- [What you are asked to do]: Quote the forum thread about Anderson Archery closing word for word, between "Can anyone confirm" and "true. Any help?", inclusive.
Top of Document excerpt
# Anderson Archery Out of business?



## don (Jan 20, 2001)

Can anyone confirm or deny the report I have gotten that Anderson has closed. They are, or were located in Grand Ledge, Mi. How sad if it is true. Any help?


----------



## MIBow (Feb 10, 2000)

Yes they are gone. I live in Grand Ledge, and can confirm the gates are locked, and there has been little or no activity at the building for months. 

I have heard all sorts of rumors about the cause of the demise. 

It seems weird to see such a land mark all locked up and empty.


----------



## don (Jan 20, 2001)

Thats terrible news,MIBow. I have dealt with Tom Nelson and the rest of the guys for 30 years. They were the best. I truly have a heavy heart. Thanks for the reply. Good luck this season, Don.


----------



## Steve (Jan 15, 2000)

It definitely was a sad day in Michigan history. Pretty soon the only place you will be able to buy a bow will be the Sports Authority. Try to get help there, or get your bow tuned. I bought my last bow at Anderson's and am sad to see it go.


----------



## shooter921 (Jan 1, 2001)

I have never been there or heard of it, but it is sad news becuase local sportshops seem to be the best. You get help right away, become friends with workers/ owners, and they know what they are doing and care for hunting/ fishing/ outdoors. 

80


----------



## miked989 (Dec 29, 2013)

old thread but new news.......jerry the founder of Anderson archery passed away in august of 2013, his estate is up for sale near my house in northern lower Michigan


http://www.estatesales.net/estate-sales/MI/Petoskey/49770/539340


----------



## beaglemaster (Sep 12, 2013)

Bought my first bow down there in 1971 !


----------



## don (Jan 20, 2001)

2001 post, this thread was certainly resurrected from the "dead", didn't realize I had been on the site that long...:lol:


----------



## Mightymouse (Sep 19, 2007)

beaglemaster said:


> Bought my first bow down there in 1971 !


12,000 sqft lakefront estate adorned with reclaimed ship wreck wood...........sounds like you weren't the only one who bought a bow off of him!!!


----------



## don (Jan 20, 2001)

Mightymouse said:


> 12,000 sqft lakefront estate adorned with reclaimed ship wreck wood...........sounds like you weren't the only one who bought a bow off of him!!!




He wasn't Aaron, trust me.
Tom and Mike and a few others who's names I have since forgotten learned to know me pretty well "back in the day".....
Never was invited to visit the estate though....:lol:


----------



## Sprytle (Jan 8, 2005)
Bottom of Document excerpt
Top of Records provided
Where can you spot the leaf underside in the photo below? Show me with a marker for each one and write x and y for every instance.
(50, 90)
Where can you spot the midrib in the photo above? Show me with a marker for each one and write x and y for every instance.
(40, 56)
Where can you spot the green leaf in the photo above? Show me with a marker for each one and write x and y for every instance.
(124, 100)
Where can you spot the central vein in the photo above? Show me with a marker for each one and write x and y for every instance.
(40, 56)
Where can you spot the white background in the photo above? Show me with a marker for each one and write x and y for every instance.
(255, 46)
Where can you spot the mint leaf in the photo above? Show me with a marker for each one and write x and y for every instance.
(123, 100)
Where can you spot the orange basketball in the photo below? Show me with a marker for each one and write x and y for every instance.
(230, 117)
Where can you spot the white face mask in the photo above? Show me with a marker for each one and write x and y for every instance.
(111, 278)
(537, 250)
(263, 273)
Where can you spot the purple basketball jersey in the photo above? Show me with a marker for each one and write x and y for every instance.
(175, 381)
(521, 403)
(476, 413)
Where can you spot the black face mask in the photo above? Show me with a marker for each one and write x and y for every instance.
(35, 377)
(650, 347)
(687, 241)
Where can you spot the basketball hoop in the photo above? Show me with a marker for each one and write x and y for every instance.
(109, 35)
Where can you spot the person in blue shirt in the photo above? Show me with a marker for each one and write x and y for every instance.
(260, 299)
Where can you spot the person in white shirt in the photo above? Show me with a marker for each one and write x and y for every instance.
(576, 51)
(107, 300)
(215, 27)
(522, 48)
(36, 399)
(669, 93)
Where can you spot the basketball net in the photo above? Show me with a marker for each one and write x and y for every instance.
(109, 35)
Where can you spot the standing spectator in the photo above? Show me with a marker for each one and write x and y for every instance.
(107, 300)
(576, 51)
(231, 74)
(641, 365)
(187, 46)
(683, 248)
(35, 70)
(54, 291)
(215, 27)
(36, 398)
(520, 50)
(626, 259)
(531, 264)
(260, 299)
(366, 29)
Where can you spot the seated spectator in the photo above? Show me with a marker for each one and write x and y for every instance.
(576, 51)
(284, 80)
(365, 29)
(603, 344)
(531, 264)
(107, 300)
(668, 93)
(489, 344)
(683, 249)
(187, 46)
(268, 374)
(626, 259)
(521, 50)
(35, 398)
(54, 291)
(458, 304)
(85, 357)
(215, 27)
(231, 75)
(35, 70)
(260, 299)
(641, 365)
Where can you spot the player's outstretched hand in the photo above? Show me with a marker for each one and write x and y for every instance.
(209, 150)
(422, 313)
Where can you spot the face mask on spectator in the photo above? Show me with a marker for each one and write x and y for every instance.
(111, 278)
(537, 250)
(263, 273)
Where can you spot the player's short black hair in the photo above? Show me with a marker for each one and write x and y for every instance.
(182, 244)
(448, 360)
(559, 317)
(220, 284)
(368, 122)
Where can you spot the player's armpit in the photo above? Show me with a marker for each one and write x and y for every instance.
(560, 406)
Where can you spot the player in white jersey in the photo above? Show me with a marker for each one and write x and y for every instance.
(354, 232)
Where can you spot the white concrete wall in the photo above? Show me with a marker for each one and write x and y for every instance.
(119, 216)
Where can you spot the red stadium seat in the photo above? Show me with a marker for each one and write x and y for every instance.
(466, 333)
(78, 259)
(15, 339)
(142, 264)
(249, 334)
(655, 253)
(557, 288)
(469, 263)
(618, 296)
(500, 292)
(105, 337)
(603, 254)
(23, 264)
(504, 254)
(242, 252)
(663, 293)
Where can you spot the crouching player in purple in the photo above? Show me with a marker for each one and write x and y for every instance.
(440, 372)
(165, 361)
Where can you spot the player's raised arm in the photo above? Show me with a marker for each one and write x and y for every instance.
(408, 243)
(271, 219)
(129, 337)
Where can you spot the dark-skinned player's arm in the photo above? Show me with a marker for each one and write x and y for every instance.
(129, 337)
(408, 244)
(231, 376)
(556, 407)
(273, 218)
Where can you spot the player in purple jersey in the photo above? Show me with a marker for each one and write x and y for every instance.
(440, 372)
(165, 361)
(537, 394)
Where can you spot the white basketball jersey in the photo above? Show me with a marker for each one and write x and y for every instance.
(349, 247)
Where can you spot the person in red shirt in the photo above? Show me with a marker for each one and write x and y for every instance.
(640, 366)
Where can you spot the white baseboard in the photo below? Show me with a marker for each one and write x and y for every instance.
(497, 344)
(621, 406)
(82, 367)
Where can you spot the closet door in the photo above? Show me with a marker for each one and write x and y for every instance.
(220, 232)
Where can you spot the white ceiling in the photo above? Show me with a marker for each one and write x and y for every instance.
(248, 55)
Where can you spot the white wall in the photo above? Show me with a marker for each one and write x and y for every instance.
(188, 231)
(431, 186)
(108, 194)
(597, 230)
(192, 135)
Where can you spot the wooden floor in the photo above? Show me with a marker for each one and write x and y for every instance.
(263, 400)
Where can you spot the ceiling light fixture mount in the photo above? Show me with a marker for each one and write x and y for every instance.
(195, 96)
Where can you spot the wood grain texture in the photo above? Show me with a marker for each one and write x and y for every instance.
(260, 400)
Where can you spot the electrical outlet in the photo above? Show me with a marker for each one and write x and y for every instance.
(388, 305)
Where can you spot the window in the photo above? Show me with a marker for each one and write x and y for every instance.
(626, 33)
Bottom of Records provided
- [Answer space]:
Can anyone confirm or deny the report I have gotten that Anderson has closed. They are, or were located in Grand Ledge, Mi. How sad if it is true. Any help?